**EXERCISE PROMPT**.
Nothing in the listing below should be skipped, so transcribe it all exactly.

**EXTRACTED RECORDS**.
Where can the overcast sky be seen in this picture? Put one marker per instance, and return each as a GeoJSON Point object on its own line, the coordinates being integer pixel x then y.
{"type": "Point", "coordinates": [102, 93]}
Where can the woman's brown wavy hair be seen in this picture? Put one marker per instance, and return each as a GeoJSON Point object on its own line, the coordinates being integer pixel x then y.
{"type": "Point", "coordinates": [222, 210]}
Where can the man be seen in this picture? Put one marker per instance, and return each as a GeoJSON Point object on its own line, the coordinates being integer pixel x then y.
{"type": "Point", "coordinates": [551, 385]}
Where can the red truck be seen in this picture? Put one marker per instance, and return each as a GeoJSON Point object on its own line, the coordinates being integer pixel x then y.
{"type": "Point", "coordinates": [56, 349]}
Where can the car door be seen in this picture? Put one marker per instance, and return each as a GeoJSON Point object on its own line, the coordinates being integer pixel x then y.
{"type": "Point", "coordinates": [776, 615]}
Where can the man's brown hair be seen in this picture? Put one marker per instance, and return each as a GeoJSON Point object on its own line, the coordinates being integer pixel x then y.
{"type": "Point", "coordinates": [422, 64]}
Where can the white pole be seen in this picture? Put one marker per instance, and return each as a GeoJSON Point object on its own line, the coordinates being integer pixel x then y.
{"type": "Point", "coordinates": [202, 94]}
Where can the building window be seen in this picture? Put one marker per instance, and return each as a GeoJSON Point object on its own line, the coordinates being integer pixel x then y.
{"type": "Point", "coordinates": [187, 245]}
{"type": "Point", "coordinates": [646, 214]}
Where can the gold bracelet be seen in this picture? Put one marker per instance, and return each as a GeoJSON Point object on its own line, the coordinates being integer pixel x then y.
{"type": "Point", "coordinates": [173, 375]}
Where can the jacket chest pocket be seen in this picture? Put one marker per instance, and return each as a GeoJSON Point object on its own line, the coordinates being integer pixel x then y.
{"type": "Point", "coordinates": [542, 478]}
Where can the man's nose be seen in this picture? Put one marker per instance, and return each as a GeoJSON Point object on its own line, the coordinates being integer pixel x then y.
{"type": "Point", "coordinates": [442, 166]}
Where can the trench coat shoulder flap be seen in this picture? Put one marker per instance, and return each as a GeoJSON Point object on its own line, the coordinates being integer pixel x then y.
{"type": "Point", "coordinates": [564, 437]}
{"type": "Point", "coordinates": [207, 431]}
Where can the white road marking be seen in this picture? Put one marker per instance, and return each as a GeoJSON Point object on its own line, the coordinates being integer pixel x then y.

**RESULT OF THIS EXERCISE**.
Where can the overcast sky be seen in this picture? Put one marker per instance, and return each as a GeoJSON Point object on its own line, the coordinates being integer pixel x then y.
{"type": "Point", "coordinates": [102, 93]}
Where can the woman's brown wavy hair be seen in this picture? Put one marker per instance, and return each as a GeoJSON Point object on its own line, the coordinates being integer pixel x then y.
{"type": "Point", "coordinates": [222, 210]}
Where can the man be seen in this picture? Put one marker per instance, and return each as a GeoJSON Point object on its own line, the coordinates being integer pixel x then y.
{"type": "Point", "coordinates": [551, 385]}
Where can the red truck be seen in this picture? Put one marker per instance, and return each as a GeoJSON Point object on its own line, the coordinates being integer pixel x then y.
{"type": "Point", "coordinates": [56, 349]}
Where can the car door be seen in this picture? Put one marker per instance, and return each as a GeoJSON Point object on its own line, the coordinates being integer pixel x then y.
{"type": "Point", "coordinates": [776, 615]}
Where can the man's brown hair be seen in this picture? Put one marker per instance, and return each as a GeoJSON Point object on its own line, the coordinates being integer pixel x then y.
{"type": "Point", "coordinates": [422, 64]}
Where can the white pole be seen in this picture? Put one marker per instance, and return each as a GeoJSON Point object on its own line, the coordinates being integer pixel x then y.
{"type": "Point", "coordinates": [202, 94]}
Where can the building window be seen in this picture? Put one marker per instance, and return each as a GeoJSON Point object on its own line, the coordinates being integer pixel x then y.
{"type": "Point", "coordinates": [187, 245]}
{"type": "Point", "coordinates": [646, 214]}
Where can the gold bracelet be seen in this picture? Put one marker per instance, and return each as a GeoJSON Point object on its own line, the coordinates being integer pixel x then y.
{"type": "Point", "coordinates": [173, 375]}
Where can the jacket chest pocket be seen in this picture? Put one marker per instance, and return each as a GeoJSON Point object on its own line, the coordinates being integer pixel x then y.
{"type": "Point", "coordinates": [542, 478]}
Where can the man's nose be seen in this picture? Put one marker per instance, and return each as a GeoJSON Point object on its own line, the coordinates being integer pixel x then y.
{"type": "Point", "coordinates": [442, 166]}
Where can the trench coat shoulder flap be seen in this picture? Put one marker per instance, and return each as a GeoJSON Point object on its own line, the coordinates being integer pixel x then y.
{"type": "Point", "coordinates": [564, 437]}
{"type": "Point", "coordinates": [207, 431]}
Where can the white road marking be seen in this picture? Put one marker per instance, and return each as a GeoJSON Point object on its own line, the coordinates being integer pixel x then y.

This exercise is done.